— BEGIN —

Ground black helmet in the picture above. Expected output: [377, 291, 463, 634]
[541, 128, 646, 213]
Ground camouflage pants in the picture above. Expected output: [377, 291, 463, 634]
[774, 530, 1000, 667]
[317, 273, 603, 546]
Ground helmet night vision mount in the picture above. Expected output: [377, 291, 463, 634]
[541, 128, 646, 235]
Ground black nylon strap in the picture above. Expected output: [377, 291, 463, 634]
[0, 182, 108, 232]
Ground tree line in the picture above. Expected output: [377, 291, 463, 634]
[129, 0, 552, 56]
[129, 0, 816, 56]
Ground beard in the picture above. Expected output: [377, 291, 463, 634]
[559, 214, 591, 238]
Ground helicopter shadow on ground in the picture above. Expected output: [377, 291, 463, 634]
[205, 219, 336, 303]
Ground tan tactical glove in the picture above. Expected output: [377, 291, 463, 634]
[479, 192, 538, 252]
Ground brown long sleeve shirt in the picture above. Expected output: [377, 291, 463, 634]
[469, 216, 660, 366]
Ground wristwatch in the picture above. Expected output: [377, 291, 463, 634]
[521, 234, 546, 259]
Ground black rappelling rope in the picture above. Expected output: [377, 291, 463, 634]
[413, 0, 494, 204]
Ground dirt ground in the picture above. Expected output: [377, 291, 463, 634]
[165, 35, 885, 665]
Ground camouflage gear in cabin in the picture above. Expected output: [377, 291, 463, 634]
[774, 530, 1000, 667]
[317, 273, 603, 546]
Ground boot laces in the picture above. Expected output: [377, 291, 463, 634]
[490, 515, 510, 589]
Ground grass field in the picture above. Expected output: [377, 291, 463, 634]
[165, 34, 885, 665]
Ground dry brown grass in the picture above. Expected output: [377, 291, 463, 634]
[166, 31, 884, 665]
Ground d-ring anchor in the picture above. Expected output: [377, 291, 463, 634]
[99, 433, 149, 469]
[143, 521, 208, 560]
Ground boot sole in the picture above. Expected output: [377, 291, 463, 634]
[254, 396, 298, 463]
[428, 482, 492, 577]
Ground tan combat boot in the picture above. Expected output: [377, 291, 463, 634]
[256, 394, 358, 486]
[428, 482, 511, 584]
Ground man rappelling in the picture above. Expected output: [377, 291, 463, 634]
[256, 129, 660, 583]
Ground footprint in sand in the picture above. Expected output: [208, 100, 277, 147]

— END —

§ AIM OF THE TASK:
Copy every line above, word for word, without changing anything.

§ RESPONSE TO THE TASK:
Ground black helmet in the picture above. Expected output: [377, 291, 463, 634]
[541, 128, 646, 213]
Ground camouflage pants in the picture above. Expected output: [377, 291, 463, 634]
[774, 530, 1000, 667]
[317, 273, 603, 546]
Ground helmet night vision mount in the picture above. Expected output: [377, 291, 463, 634]
[541, 128, 646, 235]
Ground black nylon strap in the picture above. Expected output: [377, 291, 463, 634]
[0, 182, 108, 232]
Ground tree line in the picture above. Expected output: [377, 291, 463, 634]
[129, 0, 552, 56]
[129, 0, 816, 56]
Ground beard in the picture above. Expected output: [377, 291, 463, 634]
[559, 214, 591, 238]
Ground helicopter shadow on ground in the picture above. Expected output: [377, 291, 463, 634]
[205, 219, 336, 303]
Ground tan tactical glove in the picture above. Expected output: [377, 291, 463, 634]
[479, 192, 538, 252]
Ground brown long sleeve shirt in the picture above. Expected output: [377, 291, 463, 634]
[469, 216, 660, 366]
Ground wristwatch in the picture above. Expected output: [377, 291, 463, 634]
[521, 234, 546, 259]
Ground black rappelling rope in the picture above. Expected output: [377, 291, 463, 634]
[413, 0, 494, 204]
Ground dirt ground in the picture above. Expected output: [377, 291, 463, 634]
[165, 35, 885, 665]
Ground camouflage gear in cabin in the picture above. Expected output: [377, 291, 463, 634]
[774, 530, 1000, 667]
[317, 273, 603, 546]
Ground boot laces in the picture above. Expected output: [377, 291, 463, 634]
[490, 515, 510, 589]
Ground grass field in the picture above. Expected output: [377, 291, 463, 634]
[165, 34, 885, 665]
Ground dry brown grass in the picture above. Expected output: [377, 291, 463, 634]
[166, 31, 884, 665]
Ground d-ring anchor in the picture above. Expected output: [377, 291, 463, 634]
[99, 433, 149, 469]
[143, 521, 208, 560]
Ground boot sole in the picture above. Expected output: [377, 291, 463, 634]
[254, 396, 298, 463]
[428, 482, 492, 577]
Ground tan combat boot in the picture above. Expected output: [377, 291, 463, 634]
[256, 394, 358, 486]
[428, 482, 511, 584]
Ground man rappelling in the picture above. Expected output: [377, 291, 463, 634]
[256, 129, 660, 583]
Ground footprint in sand in the picture above. Expected output: [208, 100, 277, 147]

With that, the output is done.